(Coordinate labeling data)
..........

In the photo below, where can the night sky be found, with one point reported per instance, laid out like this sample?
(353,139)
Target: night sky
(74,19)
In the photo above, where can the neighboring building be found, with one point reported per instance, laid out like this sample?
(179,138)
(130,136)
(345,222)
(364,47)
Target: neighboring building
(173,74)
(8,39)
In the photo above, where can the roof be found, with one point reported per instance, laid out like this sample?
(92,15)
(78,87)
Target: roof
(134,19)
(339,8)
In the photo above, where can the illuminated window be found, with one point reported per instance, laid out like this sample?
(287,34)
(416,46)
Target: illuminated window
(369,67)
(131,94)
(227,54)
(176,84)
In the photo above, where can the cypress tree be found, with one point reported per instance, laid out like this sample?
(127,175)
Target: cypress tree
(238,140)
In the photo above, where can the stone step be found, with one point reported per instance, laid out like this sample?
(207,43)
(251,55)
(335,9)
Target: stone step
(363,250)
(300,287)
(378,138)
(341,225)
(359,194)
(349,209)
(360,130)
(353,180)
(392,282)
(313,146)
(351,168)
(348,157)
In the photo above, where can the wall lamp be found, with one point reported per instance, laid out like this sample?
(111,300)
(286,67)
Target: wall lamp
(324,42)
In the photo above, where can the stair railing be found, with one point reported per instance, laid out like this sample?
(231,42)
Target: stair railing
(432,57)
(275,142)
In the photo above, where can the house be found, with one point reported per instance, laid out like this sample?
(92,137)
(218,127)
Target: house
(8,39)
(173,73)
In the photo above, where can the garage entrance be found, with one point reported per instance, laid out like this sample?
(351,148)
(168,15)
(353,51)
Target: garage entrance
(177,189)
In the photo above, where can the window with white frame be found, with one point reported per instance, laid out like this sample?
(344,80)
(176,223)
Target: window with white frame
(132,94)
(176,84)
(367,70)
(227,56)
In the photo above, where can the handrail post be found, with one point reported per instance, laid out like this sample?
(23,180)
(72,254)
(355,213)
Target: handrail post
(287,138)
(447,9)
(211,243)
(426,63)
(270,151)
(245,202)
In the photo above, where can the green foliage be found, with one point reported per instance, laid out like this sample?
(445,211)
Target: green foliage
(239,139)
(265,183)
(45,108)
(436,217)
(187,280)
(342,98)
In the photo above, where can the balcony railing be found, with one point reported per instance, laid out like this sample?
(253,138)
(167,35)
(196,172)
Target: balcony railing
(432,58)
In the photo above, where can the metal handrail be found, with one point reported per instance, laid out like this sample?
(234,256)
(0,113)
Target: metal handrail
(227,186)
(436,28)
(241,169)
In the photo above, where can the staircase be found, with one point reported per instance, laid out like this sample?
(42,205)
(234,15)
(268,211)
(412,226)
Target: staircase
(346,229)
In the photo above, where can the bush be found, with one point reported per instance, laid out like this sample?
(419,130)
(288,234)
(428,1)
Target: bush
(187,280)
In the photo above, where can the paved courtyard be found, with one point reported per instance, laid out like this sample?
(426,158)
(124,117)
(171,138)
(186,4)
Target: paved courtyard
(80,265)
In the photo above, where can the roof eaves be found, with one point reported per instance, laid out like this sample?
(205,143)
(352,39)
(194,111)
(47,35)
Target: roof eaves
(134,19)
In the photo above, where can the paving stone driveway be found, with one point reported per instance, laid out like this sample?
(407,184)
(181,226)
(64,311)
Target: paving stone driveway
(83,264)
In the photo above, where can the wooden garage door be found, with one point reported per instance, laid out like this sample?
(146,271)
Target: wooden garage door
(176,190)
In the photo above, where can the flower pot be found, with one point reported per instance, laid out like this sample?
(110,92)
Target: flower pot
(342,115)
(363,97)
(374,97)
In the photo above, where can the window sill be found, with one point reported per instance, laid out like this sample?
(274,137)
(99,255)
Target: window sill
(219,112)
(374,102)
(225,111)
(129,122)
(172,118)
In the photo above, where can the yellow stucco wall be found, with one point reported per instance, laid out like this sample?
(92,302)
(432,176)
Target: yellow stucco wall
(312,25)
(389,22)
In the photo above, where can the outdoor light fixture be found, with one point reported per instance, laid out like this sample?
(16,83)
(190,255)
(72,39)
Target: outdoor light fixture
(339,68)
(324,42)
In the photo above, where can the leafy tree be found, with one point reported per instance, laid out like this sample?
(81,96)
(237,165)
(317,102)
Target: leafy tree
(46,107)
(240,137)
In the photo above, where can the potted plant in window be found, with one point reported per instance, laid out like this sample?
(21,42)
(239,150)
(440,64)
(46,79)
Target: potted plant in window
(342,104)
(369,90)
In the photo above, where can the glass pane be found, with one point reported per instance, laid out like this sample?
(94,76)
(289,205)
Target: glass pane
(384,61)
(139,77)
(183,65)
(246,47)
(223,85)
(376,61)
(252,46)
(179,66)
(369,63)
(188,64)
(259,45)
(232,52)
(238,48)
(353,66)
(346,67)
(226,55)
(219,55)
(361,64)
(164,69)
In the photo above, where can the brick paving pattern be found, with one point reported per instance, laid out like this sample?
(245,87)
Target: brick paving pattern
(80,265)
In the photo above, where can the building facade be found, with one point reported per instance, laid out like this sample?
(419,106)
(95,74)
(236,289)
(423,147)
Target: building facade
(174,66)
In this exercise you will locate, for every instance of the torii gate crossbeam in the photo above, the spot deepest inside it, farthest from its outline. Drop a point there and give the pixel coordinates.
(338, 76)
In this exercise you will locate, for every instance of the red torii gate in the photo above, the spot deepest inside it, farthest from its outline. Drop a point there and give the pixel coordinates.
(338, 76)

..........

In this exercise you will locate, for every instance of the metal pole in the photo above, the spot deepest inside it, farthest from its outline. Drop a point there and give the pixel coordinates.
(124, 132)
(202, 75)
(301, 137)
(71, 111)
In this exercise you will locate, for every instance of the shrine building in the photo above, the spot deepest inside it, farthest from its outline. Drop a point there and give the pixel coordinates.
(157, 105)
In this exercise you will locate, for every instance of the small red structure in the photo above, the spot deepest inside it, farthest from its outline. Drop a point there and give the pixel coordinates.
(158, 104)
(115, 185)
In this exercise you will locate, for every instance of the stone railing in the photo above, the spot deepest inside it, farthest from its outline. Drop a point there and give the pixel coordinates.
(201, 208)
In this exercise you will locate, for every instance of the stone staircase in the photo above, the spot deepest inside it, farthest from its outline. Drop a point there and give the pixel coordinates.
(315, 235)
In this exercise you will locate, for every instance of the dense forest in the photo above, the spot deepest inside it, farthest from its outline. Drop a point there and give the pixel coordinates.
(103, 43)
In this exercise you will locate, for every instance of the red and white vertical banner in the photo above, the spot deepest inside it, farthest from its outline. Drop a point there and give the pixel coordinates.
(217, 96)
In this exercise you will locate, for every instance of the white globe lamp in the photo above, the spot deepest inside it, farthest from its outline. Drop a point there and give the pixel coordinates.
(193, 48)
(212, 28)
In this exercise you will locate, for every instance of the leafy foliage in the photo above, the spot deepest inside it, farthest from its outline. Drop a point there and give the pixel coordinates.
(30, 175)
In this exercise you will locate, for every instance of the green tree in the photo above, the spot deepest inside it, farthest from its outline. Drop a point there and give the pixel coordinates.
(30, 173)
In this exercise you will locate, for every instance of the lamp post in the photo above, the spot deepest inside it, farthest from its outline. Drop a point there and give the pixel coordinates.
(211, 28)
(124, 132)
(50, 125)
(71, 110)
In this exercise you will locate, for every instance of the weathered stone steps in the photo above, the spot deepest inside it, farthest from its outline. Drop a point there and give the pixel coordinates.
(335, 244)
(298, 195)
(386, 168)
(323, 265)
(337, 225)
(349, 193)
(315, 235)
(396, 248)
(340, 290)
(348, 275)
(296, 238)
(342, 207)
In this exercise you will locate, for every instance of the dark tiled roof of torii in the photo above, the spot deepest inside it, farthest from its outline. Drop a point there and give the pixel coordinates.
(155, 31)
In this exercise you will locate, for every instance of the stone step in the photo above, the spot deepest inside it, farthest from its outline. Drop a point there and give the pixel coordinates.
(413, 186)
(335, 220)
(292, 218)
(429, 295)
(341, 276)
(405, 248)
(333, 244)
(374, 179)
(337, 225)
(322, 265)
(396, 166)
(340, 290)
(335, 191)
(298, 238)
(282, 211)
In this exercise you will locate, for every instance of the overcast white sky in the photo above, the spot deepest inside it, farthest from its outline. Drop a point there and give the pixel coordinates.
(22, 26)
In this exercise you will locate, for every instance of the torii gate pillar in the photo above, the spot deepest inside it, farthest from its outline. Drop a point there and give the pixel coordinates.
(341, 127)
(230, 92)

..........

## Exercise aim
Report every line of the records above that contains the string "pattern", treating uppercase and lowercase letters as distinct.

## Output below
In the photo above, where can the brick paving pattern be found, with one point reported per instance, laid out like this sample?
Target: brick paving pattern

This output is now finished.